### GIVEN PROBLEM 1
List every person named in the essay on excess, including the byline.
### GIVEN PROBLEM 2
Retype the part of the essay on excess from "And we know" to "and corporate leadership?".
### GIVEN PROBLEM 3
In the essay on excess, what does the author say a sufficiently wealthy human organization owes its remaining members?

### SOURCE
•••
Sunday, January 31, 2010

Enough, already!?


Enough, already!?
Torrey Orton
January 31, 2010


We certainly have enough, already, of almost everything conceivable, and an agreed excess of quite a few – foods, houses, cars - come to the public mind almost daily in one scandal of indulgences (obesity?) or another (Macmansions?) or another (exec remuneration?). These are remarkable for all being material excesses. We do not suffer an excess of probity, transparency, honesty, ….pick a virtue and we ain't got it much, in public at least, except for celebrations like Australia Day rituals of reward which are not media magnets for the rest of the year. So much for virtuous role modelling.


And we know we cannot constrain greed (because it's somehow incentively associated with the virtues of private enterprise and personal choice), but we will "quarantine" some benefactors of the public purse from spending their meagre takings on the needs and indulgences of their choice. They are to be quarantined for not knowing enough to buy right (see Our public moral base below for the thinking which sustains this discrimination). Can the alleged ingrained bad buying habits of the poor be any different, as habits, than those of their material betters who flourish in the greed slaking disciplines of high finance and corporate leadership?


The argument
That we over-provided for many parts of our society is undeniable, except by those who believe that there is no such thing as greed or excess – that is, that there can never be too much of anything. Many of us are confused about this. We know that people who should know better ("the best and brightest"), are unable to control reaching for luxury and that there are no objective performance constraints on them from doing so if they can put out their hands towards them. The very public case of Cherie Blair is analysed here. Further UK background is here in a report called "Sinking and swimming: understanding Britain's unmet needs". An Australian approach is outlined in The Road Home.


We also know that continued lifestyle improvements and increased acquisitions do not raise perceived life value (i.e. happiness and its affiliates like self-esteem). See AC Grayling for the insides of this apparent fact. Meanwhile, executive remuneration remains uncontrolled by performance outcomes and increasingly distant from workers' pay. It can no longer be argued that these levels are required for competitive reasons, since those have been scorched by the GFC. In addition, They are sustained by spinoff 'industries' (for example, luxury car, boat and golf club) sales. This pattern is not an artefact of the last ten years. The insights can be found in Keynes (below) and pre-configured in Adam Smith's full works which constrain the economy to a supporting cast of the human story, not the star.


"... Here I think Keynes comes closest to answering the question of why his "enough" will not, in fact, be enough. The accumulation of wealth, which should be a means to the "good life," becomes an end in itself because it destroys many of the things that make life worth living. Beyond a certain point – which most of the world is still far from having reached – the accumulation of wealth offers only substitute pleasures for the real losses to human relations that it exacts."
Robert Skidelsky - "How much money is enough?" Sunday 22 November 2009


The proposition
I believe that any human organisation of sufficient wealth to over-meet the basic needs of most of its members owes the remaining members the guarantee of a minimum sustainability – a basic needs fulfilment platform. This should be available without any implicit reproach like over-zealous policing of access or controlling of use of services provided. This would be more than a safety net. It would also be a 2 or 3 generation program, since recovery from many of the embedded deficits of intergenerational poverty are social system change matters, not individual enterprise and guts ones. This is to some extent implicit in current approaches to homelessness in Australia. A concurrent supporting argument comes from An Anatomy of Economic Inequality in the UK
.
•••
Collected data:
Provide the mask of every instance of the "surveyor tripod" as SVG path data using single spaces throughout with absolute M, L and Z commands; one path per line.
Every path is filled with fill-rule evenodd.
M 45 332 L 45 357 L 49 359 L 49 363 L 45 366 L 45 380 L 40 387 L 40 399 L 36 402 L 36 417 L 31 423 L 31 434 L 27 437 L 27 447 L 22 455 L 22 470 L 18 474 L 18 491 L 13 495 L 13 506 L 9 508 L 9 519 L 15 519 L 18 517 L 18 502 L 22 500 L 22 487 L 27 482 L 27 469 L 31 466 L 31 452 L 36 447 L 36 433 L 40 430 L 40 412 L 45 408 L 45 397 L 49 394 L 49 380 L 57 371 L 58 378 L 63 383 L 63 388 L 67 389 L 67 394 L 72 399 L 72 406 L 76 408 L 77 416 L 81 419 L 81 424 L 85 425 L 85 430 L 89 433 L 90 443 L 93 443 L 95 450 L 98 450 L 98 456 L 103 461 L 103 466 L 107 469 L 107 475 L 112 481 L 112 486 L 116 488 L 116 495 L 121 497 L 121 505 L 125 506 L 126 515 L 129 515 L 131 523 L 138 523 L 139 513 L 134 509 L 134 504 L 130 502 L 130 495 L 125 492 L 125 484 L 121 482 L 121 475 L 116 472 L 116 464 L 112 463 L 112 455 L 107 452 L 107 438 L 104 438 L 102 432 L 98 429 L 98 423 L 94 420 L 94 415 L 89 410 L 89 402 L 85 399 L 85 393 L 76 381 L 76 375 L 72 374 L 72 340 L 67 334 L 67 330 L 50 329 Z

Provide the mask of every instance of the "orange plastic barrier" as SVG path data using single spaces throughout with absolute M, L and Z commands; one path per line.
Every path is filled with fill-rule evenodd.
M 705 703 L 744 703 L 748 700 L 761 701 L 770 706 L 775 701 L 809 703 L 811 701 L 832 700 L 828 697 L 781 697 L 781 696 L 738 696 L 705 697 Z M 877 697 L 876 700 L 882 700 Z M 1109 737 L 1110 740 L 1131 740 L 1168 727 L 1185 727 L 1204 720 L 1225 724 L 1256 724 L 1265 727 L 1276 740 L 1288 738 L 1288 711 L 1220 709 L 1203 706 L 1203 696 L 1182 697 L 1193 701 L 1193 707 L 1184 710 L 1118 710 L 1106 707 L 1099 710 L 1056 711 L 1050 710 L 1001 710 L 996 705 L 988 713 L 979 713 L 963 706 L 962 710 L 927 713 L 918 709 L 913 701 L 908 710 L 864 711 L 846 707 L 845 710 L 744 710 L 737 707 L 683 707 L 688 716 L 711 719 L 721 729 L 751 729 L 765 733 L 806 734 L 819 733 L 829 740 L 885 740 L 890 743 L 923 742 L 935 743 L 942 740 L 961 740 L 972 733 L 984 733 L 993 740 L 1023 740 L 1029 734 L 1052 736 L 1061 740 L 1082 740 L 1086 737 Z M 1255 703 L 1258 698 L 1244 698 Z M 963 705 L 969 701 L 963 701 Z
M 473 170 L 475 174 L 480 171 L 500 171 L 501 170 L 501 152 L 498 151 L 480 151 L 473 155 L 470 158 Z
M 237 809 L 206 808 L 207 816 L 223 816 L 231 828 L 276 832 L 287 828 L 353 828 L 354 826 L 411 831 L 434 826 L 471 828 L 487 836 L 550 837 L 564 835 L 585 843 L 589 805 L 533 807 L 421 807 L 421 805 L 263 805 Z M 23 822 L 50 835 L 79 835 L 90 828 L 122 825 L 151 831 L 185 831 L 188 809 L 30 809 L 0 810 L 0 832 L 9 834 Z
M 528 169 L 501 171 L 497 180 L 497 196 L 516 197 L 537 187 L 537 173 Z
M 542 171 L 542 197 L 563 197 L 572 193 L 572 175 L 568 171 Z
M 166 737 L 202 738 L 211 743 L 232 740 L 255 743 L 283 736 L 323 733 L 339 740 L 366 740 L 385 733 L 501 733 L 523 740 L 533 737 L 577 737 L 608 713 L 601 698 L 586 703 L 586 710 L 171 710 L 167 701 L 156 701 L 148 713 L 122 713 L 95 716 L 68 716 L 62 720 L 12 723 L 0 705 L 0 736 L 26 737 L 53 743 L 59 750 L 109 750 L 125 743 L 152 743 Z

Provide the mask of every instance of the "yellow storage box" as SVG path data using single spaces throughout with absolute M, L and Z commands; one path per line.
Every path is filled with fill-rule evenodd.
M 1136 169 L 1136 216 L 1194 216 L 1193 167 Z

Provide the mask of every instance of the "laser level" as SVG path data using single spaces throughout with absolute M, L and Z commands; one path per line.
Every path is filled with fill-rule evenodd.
•••
### COMPLETE RESPONSE 1
Torrey Orton, Cherie Blair, AC Grayling, Keynes, Adam Smith, Robert Skidelsky

### COMPLETE RESPONSE 2
And we know we cannot constrain greed (because it's somehow incentively associated with the virtues of private enterprise and personal choice), but we will "quarantine" some benefactors of the public purse from spending their meagre takings on the needs and indulgences of their choice. They are to be quarantined for not knowing enough to buy right (see Our public moral base below for the thinking which sustains this discrimination). Can the alleged ingrained bad buying habits of the poor be any different, as habits, than those of their material betters who flourish in the greed slaking disciplines of high finance and corporate leadership?

### COMPLETE RESPONSE 3
The guarantee of a minimum sustainability, a basic needs fulfilment platform.